EXCERPTED PASSAGE ::
* Start *
Current limiting the output of a power supply.

[drpappy]

--What approach should I take to limiting current?--
I have a constant voltage power supply into a DC converter and a load. There is also a backup battery being trickle charged. My trouble is that traces and components are burning and the 15A fuses are too slow.

--RF load
|
28VDC--f--D---------DCto12VDC
|
24V Batt

The power supply is a Lambda SE-500, 500W.
The fuse is AGC15, 15Amp.
D is a Schottky diode, 30A.
The DC buck converter is a Power Products WS series, 100W.
RF load is roughly 50W.


I don't know where the damaging energy is coming from (probably when AC is lost), but am thinking of resistor current limiting. Should I be trying to crowbar the power supply instead?

 

[IRstuff]

STOP..

You need to answer whether you are overloading the PS in the first place. Is there something wrong with your load now that didn't exist before?

Why not get a bigger supply if the load is working correctly? Your patches are going to cause a shutdown in an overload condition.

TTFN

 

[OutToLunch]

I can't see how the fuse would blow when the AC is lost. I can see some damaging effects occuring when AC is restored, though. You have a 24V battery that is tied to the 28V source through a schottky diode. When the AC kicks on and the 28Vdc comes up there will be a large inrush current from the 28V supply to the battery through the path of the fuse and diode. The simplest solution is to place a resistor in series with the battery to limit charge current - size the resistor value for the lowest voltage that the battery will go to. As the battery charges up, the charge current will decrease. Don't forget power rating on the resistor, either. Do you have a cut-off circuit that will disconnect the battery if it gets too low when the 28V is gone?
* End *
EXCERPTED RECORDS ::
* Start *
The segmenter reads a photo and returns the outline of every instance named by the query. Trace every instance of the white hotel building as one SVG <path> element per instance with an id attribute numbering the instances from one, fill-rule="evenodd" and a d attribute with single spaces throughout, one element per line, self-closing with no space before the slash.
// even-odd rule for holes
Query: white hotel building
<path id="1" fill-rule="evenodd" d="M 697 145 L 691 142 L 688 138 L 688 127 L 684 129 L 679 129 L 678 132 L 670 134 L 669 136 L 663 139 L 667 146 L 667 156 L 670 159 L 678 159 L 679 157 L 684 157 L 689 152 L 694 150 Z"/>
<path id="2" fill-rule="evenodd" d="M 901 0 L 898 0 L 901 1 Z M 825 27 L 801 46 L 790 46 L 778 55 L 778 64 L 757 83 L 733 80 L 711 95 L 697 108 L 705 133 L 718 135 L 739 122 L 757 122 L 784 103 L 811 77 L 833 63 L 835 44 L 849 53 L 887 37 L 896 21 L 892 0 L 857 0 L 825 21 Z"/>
* End *
WHAT YOU WILL DO ::
a - In the power supply thread, what power rating is given for the DC buck converter?
b - Output the part of the power supply thread that begins at the words "The power supply is" and ends after "power supply instead?", copied word for word.

SOLUTION LIST ::
a - 100W

b -
The power supply is a Lambda SE-500, 500W.
The fuse is AGC15, 15Amp.
D is a Schottky diode, 30A.
The DC buck converter is a Power Products WS series, 100W.
RF load is roughly 50W.


I don't know where the damaging energy is coming from (probably when AC is lost), but am thinking of resistor current limiting. Should I be trying to crowbar the power supply instead?